**Record list**.
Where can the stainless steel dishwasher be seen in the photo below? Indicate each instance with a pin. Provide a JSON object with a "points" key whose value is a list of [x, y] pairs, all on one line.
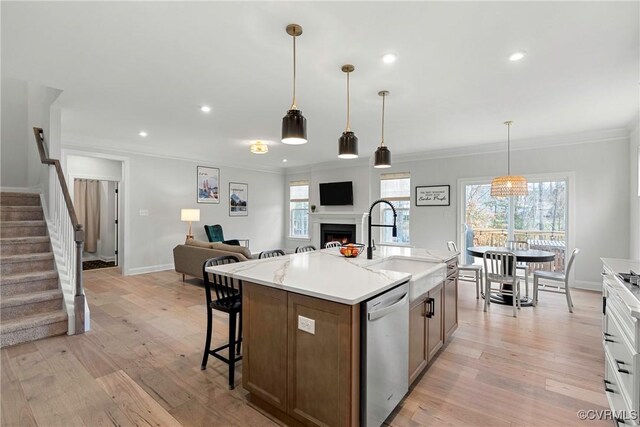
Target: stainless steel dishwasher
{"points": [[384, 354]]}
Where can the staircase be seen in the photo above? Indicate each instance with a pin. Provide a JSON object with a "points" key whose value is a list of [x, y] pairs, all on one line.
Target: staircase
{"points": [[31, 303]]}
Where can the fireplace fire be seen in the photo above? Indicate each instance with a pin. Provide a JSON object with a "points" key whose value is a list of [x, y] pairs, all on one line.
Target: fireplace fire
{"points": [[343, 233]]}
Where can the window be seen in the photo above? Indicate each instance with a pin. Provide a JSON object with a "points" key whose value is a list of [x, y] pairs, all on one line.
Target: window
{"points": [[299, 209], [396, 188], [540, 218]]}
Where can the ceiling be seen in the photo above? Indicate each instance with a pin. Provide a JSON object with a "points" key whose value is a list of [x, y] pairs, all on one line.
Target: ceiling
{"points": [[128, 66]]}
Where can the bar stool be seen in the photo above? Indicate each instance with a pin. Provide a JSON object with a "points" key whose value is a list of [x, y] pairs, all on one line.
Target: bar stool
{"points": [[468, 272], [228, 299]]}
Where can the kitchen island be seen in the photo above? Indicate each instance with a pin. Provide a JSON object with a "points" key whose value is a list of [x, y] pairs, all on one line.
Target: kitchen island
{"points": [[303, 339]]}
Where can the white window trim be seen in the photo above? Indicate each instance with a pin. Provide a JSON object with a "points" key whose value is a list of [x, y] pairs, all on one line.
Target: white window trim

**Stated task**.
Change every "pin" in the data above to "marker", reproduce the rest of the data unchanged, and leave the pictures out.

**Reply**.
Where can the stainless steel dishwasher be seen in the photo below? Indicate each instance with a marker. Provide a JSON object with a "points" key whose value is a list of [x, y] pairs, all on one line.
Target: stainless steel dishwasher
{"points": [[384, 354]]}
Where can the staircase be seen in the photo above? Indicate each instance with a marker. Provide a JSON object with a "points" key whose value is a list of [x, y] pairs, all on one line.
Target: staircase
{"points": [[31, 303]]}
Where can the fireplace fire be seen in the photo above? Indicate each instance with a marker. Provide a JSON object with a "points" key whose value is a list of [x, y] pairs, all on one line.
Target: fireplace fire
{"points": [[343, 233]]}
Where can the window be seen in the photo above? Indicate each instance with a marker. Provide a JSON object with a "points" key whose value is a list of [x, y] pairs, all on one line.
Target: window
{"points": [[299, 209], [396, 188], [540, 218]]}
Where can the ceiling be seen in the photo above? Indicate each instance with a marker. Provide a JSON object with a "points" key whose value is a list of [x, y] pairs, all on one line.
Target: ceiling
{"points": [[128, 66]]}
Where can the bar stool be seen in the photo above? Indicate each instance with a marker. Provide a JSON object with a "points" key whose value is a list of [x, y] pairs, all on one line.
Target: bar stool
{"points": [[468, 272], [228, 299]]}
Where can the kitchen island be seen in the photo above? Indicate each instance with a marker. Provide a JSON object with a "points" key whose value is a list of [x, y] pairs, all on one line.
Target: kitchen island
{"points": [[303, 339]]}
Where can the white window trim be seen in the photo above? Indicate each instance with a marker. Provide a JSON object with a "points" key whose value is a list of [x, y] pairs, all on one line.
Target: white window trim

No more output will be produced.